▸ **Task prompt**: Find every line in the records below that contains the word "helmet" and copy each of those lines. Case counts.
•••••
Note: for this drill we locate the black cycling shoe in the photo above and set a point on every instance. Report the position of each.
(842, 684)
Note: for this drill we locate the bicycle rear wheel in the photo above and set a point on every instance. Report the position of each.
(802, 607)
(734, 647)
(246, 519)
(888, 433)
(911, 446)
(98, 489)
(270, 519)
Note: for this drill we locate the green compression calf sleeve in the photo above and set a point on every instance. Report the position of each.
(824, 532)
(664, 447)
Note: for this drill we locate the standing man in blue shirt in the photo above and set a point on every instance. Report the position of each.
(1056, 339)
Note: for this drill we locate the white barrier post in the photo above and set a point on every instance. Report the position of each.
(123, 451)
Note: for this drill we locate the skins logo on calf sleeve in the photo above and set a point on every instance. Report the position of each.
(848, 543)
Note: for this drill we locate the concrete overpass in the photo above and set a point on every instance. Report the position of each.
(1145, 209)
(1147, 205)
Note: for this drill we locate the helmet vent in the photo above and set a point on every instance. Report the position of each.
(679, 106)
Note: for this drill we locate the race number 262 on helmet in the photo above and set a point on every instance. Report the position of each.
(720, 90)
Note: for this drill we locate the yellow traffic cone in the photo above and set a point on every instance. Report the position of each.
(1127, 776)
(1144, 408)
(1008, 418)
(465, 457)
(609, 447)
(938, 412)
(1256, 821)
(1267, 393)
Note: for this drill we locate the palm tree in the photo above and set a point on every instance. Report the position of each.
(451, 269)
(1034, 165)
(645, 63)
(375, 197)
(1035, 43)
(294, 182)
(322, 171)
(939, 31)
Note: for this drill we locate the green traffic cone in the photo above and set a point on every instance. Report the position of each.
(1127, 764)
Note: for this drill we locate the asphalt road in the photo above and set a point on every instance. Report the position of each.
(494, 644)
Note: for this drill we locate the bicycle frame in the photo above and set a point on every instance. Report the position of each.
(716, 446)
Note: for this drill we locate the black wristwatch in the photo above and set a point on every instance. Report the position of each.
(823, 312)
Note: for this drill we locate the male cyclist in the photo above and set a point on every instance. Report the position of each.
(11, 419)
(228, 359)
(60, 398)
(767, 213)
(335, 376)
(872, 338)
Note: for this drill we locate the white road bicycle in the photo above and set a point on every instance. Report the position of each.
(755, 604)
•••••
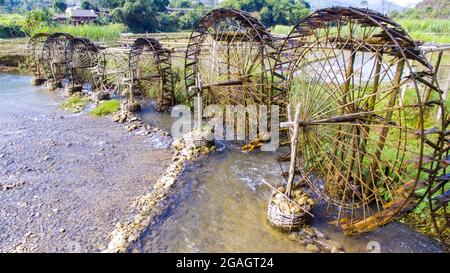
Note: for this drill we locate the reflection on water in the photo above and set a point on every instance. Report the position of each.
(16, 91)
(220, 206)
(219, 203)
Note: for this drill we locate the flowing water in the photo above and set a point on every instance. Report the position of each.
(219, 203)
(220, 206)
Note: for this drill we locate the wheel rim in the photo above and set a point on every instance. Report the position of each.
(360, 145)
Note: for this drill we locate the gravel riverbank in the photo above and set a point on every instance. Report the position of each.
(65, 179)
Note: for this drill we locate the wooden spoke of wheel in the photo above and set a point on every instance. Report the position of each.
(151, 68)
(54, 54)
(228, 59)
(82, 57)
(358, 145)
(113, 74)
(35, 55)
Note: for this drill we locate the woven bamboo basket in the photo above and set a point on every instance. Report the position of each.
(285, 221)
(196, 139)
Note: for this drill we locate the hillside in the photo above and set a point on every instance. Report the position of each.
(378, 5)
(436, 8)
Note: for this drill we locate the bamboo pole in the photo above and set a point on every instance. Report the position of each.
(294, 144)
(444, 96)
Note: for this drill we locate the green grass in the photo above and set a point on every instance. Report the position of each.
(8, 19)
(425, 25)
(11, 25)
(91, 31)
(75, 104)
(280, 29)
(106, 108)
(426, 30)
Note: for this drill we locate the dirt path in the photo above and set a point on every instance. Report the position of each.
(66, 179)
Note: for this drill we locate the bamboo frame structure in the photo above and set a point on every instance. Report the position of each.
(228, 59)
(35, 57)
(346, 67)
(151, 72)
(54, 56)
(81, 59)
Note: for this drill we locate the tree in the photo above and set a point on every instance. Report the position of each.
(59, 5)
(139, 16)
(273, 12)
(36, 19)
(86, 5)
•••••
▸ **Exercise response**:
Note: for this drill we locate the helmet vent in the photo above and set a point on every instance. Report the position of each.
Note: for this drill we locate the race number 262 on helmet in the photo above and set a point on every instance. Report the position of each.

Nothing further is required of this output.